== Task statement ==
Switch every "bounding boxes" to "box coordinates" in the data from its first line through the line holding "486,347,582,440", inclusive. Reproduce those lines with nothing else changed.
#### Material for the task ####
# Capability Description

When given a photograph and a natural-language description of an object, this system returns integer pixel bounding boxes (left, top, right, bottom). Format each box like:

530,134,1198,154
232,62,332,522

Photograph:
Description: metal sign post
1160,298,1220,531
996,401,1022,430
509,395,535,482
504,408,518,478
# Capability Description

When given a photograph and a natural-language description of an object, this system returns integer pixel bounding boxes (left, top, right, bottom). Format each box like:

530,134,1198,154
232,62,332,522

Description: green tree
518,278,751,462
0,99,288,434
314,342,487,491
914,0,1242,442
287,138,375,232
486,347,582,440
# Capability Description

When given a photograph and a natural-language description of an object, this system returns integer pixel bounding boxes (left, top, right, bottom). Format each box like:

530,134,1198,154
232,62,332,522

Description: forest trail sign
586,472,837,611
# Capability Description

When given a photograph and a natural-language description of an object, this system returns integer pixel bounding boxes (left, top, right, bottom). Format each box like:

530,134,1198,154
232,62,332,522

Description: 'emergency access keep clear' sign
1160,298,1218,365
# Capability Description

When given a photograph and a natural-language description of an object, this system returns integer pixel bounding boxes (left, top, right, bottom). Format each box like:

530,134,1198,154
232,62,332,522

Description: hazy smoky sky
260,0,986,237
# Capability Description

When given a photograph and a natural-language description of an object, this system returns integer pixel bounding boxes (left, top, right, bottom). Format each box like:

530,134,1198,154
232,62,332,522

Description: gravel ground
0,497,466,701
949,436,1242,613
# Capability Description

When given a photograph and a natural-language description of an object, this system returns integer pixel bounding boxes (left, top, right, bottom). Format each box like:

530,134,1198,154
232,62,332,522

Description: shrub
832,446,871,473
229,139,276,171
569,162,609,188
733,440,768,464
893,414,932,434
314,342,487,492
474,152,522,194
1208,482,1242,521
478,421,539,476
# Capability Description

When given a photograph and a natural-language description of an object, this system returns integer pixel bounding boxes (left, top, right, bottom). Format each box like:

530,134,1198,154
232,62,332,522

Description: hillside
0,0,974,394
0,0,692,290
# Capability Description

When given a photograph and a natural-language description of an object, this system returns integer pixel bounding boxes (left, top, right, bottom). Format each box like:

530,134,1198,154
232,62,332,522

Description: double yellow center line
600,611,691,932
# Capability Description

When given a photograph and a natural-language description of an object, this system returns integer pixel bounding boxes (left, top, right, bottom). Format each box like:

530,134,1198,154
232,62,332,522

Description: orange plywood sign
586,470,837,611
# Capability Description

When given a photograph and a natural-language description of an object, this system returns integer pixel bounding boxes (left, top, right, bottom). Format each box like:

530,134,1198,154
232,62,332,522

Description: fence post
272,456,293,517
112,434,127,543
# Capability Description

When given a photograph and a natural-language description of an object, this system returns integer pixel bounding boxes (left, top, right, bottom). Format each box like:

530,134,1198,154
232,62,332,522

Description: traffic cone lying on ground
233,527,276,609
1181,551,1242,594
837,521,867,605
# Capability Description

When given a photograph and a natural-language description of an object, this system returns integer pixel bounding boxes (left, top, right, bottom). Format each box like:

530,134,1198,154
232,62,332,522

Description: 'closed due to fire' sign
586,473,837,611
####
== Written answer ==
# Capability Description

When given a photograph and a natural-language description of an object, this system returns integer pixel box coordinates (left, top, right, bottom). Format each box like:

530,134,1198,154
232,62,332,522

Photograph:
Description: metal sign post
1160,298,1220,531
996,401,1022,430
509,395,535,482
504,408,518,478
# Capability Description

When given a photograph and a natural-language description of an object, this system returns integer pixel box coordinates (left, top, right, bottom). Format each box like:

530,134,1198,154
232,62,332,522

Description: green tree
518,278,751,462
0,99,288,434
314,342,487,491
914,0,1242,442
287,138,375,232
486,347,582,440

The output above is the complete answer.